▸ SUPPLIED PASSAGE
>> BEGIN
Carlo Traversi: A Video Guide to Fontainebleau’s Hard Classics—Part 1Tuesday, December 5, 2017
Largely heralded as the origin and spiritual core of bouldering, the sandstone boulders of Fontainebleau, France, provide a lifetime of challenges to even the most accomplished of climbers. A trip to this legendary area is, more than anything, a rite of passage for the modern boulderer. Historically, it yielded some of the first double digit boulder problems in the world and it remains to this day a proving ground of technical mastery.
In March of 2012, shortly after climbing my first V15 (The Game), I made my first trip. The weather was warm and I got stomped. Physically I was climbing well, but I struggled adapting to the body position intensive movements Font requires. I climbed a lot of problems in the V9 and V10 range, but only a few in the higher difficulty ranges I had become accustomed to sending.
I returned for a week in early 2013, this time with extremely cold and wet weather. My body felt more adapted, but I still left without any significant progress on the harder classics.
In late 2016, I competed in the Bouldering World Championships in Paris in early September. With a few days to spare after the comp I headed back into the forest. It was warm and humid so I chased quantity over difficulty.
It took about 50-60 problems to start to understand the rock. I left with an even bigger appreciation for the area—mostly for its continuing ability to heighten your understanding of movement and teach you to trust the subtleties of the friction.
When early 2017 rolled around, I checked ticket prices and was surprised to find them at their cheapest in many years. I booked immediately. With only about a month to prepare I found specific training useless and stuck to my usual schedule. More than anything I hoped that a few more years of climbing under my belt had made me a better climber regardless of strength. Prior to leaving the States, I endured a fairly intense route setting schedule and in turn felt reasonably tired at the beginning of the trip. But the projects were waiting.
>> END
In the Fontainebleau text, why did the writer favor climbing many problems over hard ones in the forest after the 2016 competition in Paris? Answer in one to three sentences. The material after the Fontainebleau text is separate from it.

Point annotations for photos
>> BEGIN
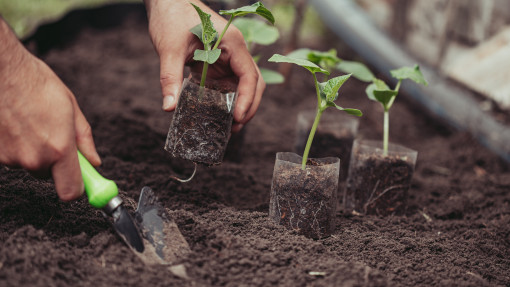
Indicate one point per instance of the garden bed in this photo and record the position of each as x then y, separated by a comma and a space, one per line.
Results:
456, 230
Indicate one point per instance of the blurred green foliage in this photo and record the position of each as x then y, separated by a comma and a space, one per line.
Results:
24, 16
>> END
▸ WRITTEN REPLY
The weather was warm and humid, so the writer chased quantity over difficulty.